## Provided passage
Bioinformatics and the Human Genome Project at UC Santa Cruz

Since December 1999, UC Santa Cruz scientists and engineers have been deeply involved in the assembly and analysis of the human genome. Leading this effort is David Haussler, a professor of computer science, Howard Hughes Medical Institute investigator, and director of the Center for Biomolecular Science and Engineering (CBSE). The CBSE is one of 19 centers around the world that make up the International Human Genome Mapping Consortium, a crucial component of the Human Genome Project.

UCSC's involvement in the Human Genome Project is due to Haussler's leadership in the field of bioinformatics, also known as computational biology. Bioinformatics applies the theories and tools of mathematics and computer science to the vast databases of biological information generated by DNA sequencing and other modern research techniques. A relatively new discipline, bioinformatics is playing an increasingly important role in the Human Genome Project, which aims to determine the complete DNA sequence of the human genome and identify all of the genes it contains. Haussler and his coworkers at UCSC have developed some of the most effective computational techniques for finding genes in DNA sequences.

The human genome is the chemical code that directs the production of proteins by our cells. These diverse proteins not only give us our physical attributes, but also contribute to many of our less tangible features, such as behavior, learning, and predisposition to disease. The "genome sequence" refers to the linear arrangement of some 3.2 billion subunits of DNA in our chromosomes. Since the launch of the Human Genome Project in 1990, genome centers all over the world have generated the raw sequence data by analyzing small fragments of human DNA.

## Entries provided
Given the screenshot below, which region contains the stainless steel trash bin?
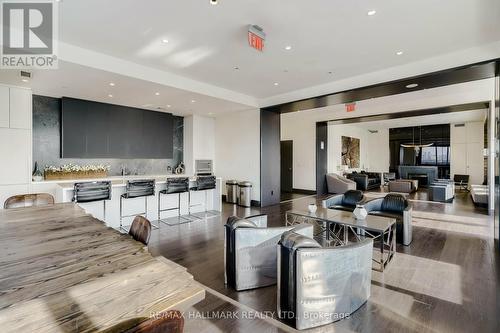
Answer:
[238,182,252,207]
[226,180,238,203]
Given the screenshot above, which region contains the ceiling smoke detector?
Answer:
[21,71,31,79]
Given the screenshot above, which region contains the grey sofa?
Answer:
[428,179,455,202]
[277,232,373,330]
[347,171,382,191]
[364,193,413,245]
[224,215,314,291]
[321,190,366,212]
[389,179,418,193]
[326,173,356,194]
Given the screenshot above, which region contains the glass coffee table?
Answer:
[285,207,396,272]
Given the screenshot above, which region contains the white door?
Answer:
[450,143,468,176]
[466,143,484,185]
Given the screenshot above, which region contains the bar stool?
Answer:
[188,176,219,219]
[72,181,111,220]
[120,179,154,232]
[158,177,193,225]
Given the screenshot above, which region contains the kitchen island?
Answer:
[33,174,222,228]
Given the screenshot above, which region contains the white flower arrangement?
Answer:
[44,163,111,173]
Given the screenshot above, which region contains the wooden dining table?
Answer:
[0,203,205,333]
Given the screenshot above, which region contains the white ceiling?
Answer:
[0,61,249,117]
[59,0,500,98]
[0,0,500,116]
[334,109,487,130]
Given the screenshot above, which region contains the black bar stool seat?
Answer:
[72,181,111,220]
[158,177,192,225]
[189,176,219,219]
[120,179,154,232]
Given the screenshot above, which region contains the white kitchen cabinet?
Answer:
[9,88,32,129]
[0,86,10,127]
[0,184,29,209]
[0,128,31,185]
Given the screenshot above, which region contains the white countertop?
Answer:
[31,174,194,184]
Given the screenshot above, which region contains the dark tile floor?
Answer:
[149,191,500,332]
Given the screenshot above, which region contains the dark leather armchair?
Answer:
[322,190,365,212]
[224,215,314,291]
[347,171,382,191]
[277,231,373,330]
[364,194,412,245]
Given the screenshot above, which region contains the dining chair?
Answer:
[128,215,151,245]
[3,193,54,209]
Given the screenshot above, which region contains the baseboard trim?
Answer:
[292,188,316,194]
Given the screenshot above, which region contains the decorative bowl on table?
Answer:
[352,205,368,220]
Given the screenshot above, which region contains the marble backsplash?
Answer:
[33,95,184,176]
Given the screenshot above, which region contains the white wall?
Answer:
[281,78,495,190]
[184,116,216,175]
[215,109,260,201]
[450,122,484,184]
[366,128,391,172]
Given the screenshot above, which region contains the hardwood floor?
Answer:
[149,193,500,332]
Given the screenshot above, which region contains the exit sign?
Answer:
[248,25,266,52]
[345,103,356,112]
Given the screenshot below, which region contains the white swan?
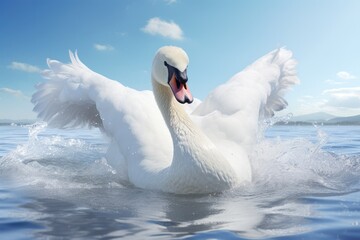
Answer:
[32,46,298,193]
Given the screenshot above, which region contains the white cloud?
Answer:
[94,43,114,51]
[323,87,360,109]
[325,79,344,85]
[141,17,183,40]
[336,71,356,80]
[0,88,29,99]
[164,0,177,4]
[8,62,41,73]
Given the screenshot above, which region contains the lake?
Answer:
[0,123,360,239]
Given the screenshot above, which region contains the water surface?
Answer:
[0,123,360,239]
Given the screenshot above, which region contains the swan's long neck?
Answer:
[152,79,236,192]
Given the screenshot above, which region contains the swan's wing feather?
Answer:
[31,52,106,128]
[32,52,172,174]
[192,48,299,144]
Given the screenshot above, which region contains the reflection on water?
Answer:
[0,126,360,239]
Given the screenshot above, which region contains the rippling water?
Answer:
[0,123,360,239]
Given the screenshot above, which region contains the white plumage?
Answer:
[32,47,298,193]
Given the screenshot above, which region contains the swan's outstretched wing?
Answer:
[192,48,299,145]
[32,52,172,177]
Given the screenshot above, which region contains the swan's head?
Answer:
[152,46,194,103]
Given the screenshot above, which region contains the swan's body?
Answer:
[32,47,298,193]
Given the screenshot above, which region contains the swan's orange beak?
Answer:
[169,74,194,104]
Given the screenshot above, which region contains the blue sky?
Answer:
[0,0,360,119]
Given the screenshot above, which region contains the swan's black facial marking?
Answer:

## Questions on the material
1. Summarize the text on UC Santa Cruz and the Human Genome Project in two sentences.
2. Please carry the text on UC Santa Cruz and the Human Genome Project forward from its last sentence.
The material has no connection to the text on UC Santa Cruz and the Human Genome Project.

## Answers in order
1. Since December 1999, UC Santa Cruz scientists and engineers, led by David Haussler, have been deeply involved in assembling and analyzing the human genome, and his Center for Biomolecular Science and Engineering is one of 19 centers in the International Human Genome Mapping Consortium. This involvement stems from Haussler's leadership in bioinformatics, which applies mathematics and computer science to vast biological databases, and his group has developed some of the most effective computational techniques for finding genes in DNA sequences.

2.
Jim Kent, a graduate student in biology at UCSC and a member of the UCSC human genome team, wrote a computer program that assembled the sequenced fragments, creating a working draft sequence that spanned all 23 human chromosomes. UCSC was the first site to post the assembled human genome sequence on the Web, distributing it freely without any restrictions on use (see genome.ucsc.edu).

The assembled human genome sequence is referred to as a "working draft" because there are still gaps where DNA sequence is missing due to a lack of raw sequence data or ambiguities in the positions of the fragments. The draft sequence is regularly reassembled as new data become available. The Human Genome Project's ultimate goal of producing a "finished sequence" with no gaps and 99.99 percent accuracy is expected to be accomplished ahead of the 2003 target date. The UCSC team expects to play a significant role in this phase of the project as well.

In the meantime, the UCSC webservers process more than 50,000 requests for information each day from biomedical researchers worldwide who want to explore the genome sequence assembled at UCSC. Kent, with the help of other members of the UCSC team and other bioinformatics researchers at more than a dozen institutions, has created a genome browser to explore the working draft sequence. Scientists can use this browser as an interactive map of the genome to find genes, genetic markers, regions of similarity to other organisms, and many other useful features related to the genome sequence.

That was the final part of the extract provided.